Member of Technical Staff, Cluster Administration

Inferact•San Francisco, CA

8d•$200,000 - $400,000•Hybrid

About The Position

Inferact is seeking a hands-on cluster administration engineer to manage and operate its high-performance GPU compute infrastructure. This role is crucial for ensuring the productivity of Inferact's engineering teams by maintaining the health, availability, observability, and usability of expensive, high-performance GPU and HPC clusters across various cloud and dedicated compute providers. The engineer will be responsible for cluster health, GPU availability, monitoring, alerting, scheduling, access, diagnostics, and incident response. This position involves close collaboration with engineering leadership and infrastructure owners to standardize compute provisioning, operation, debugging, and scaling across providers, directly impacting the speed of development and improvement of vLLM systems.

Requirements

Bachelor's degree or equivalent experience in computer science, engineering, systems administration, or similar.
Hands-on experience administering large compute clusters, HPC environments, university or research clusters, supercomputing systems, or production GPU clusters.
Strong Linux systems administration fundamentals across networking, processes, storage, package management, shell scripting, logs, access control, and system debugging.
Experience operating GPU servers, including driver management, GPU health monitoring, node failures, memory errors, scheduler issues, and hardware diagnostics.
Experience with cluster scheduling and resource allocation using SLURM, Kubernetes, or equivalent tooling.
Ability to own urgent infrastructure incidents end-to-end when compute issues are blocking engineering teams.
Ability to automate operational workflows using Bash, Python, Ansible, Terraform, Helm, or similar tooling.

Nice To Haves

Experience operating GPU compute across providers such as Lambda, CoreWeave, Crusoe, Nebius, Together, Fireworks, RunPod, or similar environments.
Experience improving cluster utilization, reducing idle or unavailable GPU capacity, and debugging scheduling or resource contention issues.
Familiarity with high-performance GPU networking such as InfiniBand, RoCE, NVLink / NVSwitch, RDMA, NCCL, or equivalent systems.
Experience with storage for HPC or ML workloads, including NFS, Lustre, Ceph, distributed filesystems, or other high-throughput storage systems.
Experience managing secure access, identity, permissions, SSH, VPNs, bastion hosts, secrets, and basic infrastructure security hygiene.
Background in research computing, scientific computing, ML infrastructure, SRE, platform engineering, or infrastructure operations for engineering-heavy teams.
Managed GPU or HPC infrastructure in a university lab, national lab, research institution, AI infrastructure company, hedge fund, HFT firm, or large-scale ML platform team.

|---|

PARTS OF THE EXERCISE:
(a) What salary range does the job posting give for this position?
(b) Name each tool that the job posting cites for automating operational workflows.

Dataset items
|---|

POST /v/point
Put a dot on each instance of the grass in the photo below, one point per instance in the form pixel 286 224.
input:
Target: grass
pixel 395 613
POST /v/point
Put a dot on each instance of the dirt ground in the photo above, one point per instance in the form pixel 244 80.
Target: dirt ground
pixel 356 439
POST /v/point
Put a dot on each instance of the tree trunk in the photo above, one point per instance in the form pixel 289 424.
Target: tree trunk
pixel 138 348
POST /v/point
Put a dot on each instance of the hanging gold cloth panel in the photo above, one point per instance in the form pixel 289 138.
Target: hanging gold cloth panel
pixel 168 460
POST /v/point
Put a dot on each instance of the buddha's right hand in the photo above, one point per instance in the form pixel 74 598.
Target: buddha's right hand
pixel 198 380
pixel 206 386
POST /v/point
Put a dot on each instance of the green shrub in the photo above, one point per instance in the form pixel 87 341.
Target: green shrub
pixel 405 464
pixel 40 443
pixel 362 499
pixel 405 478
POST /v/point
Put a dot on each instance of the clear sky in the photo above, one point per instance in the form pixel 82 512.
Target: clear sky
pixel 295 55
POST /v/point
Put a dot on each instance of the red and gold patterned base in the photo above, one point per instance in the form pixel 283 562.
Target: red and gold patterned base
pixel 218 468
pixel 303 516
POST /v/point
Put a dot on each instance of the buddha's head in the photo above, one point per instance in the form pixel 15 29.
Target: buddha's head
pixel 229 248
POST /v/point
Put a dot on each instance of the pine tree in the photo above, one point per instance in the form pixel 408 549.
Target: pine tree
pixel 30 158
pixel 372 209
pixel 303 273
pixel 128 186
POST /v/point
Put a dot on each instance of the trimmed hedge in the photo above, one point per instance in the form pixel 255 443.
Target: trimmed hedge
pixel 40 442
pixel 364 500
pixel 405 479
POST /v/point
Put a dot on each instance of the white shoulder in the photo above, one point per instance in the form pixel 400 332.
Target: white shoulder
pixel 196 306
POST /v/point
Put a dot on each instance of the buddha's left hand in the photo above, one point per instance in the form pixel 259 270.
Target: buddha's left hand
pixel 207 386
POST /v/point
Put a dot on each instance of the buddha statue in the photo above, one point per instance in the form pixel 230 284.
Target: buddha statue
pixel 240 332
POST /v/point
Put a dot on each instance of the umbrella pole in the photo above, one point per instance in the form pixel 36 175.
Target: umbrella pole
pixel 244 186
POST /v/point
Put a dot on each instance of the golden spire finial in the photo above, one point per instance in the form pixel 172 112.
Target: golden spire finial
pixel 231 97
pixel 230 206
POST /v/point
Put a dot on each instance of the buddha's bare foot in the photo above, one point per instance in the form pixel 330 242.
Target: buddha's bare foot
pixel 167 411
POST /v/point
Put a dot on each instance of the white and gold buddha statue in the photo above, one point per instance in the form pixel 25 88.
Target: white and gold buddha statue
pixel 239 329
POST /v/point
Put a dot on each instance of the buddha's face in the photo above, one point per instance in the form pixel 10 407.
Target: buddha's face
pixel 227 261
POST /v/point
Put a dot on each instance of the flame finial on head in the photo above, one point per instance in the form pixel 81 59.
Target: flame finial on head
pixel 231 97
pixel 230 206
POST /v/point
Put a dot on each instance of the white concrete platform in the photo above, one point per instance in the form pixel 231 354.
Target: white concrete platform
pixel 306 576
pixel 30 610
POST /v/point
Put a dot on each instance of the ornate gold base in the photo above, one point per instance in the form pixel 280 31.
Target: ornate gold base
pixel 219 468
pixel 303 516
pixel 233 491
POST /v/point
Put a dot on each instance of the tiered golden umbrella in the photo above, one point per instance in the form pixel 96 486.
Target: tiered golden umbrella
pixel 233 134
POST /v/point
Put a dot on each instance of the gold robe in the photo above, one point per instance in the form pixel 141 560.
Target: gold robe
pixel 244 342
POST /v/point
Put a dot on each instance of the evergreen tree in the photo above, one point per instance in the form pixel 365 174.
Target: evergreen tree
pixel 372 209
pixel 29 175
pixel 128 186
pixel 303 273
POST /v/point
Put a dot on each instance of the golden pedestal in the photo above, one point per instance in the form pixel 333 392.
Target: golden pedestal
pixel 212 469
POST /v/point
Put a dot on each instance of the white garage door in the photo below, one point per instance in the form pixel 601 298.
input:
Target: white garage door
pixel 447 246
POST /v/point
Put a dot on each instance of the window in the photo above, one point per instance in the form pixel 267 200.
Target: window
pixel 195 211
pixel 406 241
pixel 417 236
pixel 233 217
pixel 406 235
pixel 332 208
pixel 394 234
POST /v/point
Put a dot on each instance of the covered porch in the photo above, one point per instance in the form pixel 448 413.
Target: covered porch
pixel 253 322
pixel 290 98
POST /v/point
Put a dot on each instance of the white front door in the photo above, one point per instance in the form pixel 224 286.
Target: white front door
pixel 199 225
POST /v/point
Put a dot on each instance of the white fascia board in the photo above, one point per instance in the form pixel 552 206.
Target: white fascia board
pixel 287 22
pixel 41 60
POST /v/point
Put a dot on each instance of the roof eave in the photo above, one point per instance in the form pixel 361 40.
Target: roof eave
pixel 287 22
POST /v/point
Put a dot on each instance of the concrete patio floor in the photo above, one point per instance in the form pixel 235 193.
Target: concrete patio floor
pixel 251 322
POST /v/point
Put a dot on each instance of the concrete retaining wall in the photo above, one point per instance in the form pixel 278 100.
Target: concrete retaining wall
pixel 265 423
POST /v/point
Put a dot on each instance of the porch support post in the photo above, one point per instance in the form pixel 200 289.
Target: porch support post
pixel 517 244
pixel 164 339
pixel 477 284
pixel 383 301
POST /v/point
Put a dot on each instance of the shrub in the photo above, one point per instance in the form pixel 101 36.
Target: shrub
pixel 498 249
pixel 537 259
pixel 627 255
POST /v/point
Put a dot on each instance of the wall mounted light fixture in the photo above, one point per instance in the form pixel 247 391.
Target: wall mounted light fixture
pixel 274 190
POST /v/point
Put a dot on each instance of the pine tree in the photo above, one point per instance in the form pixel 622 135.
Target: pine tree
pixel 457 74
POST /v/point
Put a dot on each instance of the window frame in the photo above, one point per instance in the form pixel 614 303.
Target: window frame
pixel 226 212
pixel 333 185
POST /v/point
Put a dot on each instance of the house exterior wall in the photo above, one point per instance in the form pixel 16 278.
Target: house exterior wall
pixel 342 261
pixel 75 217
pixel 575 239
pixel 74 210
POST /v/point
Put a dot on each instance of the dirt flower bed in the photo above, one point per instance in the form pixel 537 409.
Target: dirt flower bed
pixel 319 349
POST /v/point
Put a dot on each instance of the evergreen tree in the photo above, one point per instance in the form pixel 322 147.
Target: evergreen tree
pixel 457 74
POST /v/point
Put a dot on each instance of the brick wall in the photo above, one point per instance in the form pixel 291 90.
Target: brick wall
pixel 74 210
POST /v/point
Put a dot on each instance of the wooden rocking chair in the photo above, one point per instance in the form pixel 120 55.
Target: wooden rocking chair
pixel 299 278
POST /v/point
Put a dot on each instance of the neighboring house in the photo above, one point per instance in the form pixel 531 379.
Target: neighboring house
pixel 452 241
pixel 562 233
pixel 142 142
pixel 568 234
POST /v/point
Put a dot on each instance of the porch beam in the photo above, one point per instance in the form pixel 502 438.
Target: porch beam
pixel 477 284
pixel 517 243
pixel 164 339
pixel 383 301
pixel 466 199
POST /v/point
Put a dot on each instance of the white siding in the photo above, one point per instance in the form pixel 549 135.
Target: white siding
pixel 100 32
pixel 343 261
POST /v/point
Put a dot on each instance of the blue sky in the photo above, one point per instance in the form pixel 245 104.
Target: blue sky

|---|

RESPONSE LIST:
(a) $200,000 - $400,000

(b) Bash, Python, Ansible, Terraform, Helm